# Instructions to follow:
Please retype every one of the following items word for word, keeping each line unchanged.

# Supplied data:

++++++++++++++++++++

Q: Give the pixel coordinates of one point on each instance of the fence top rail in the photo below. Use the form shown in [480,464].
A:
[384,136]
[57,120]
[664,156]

++++++++++++++++++++

# Written answer:
Q: Give the pixel coordinates of one point on each instance of the fence top rail in the photo below. Use the form shown in [480,464].
A:
[384,136]
[57,120]
[664,156]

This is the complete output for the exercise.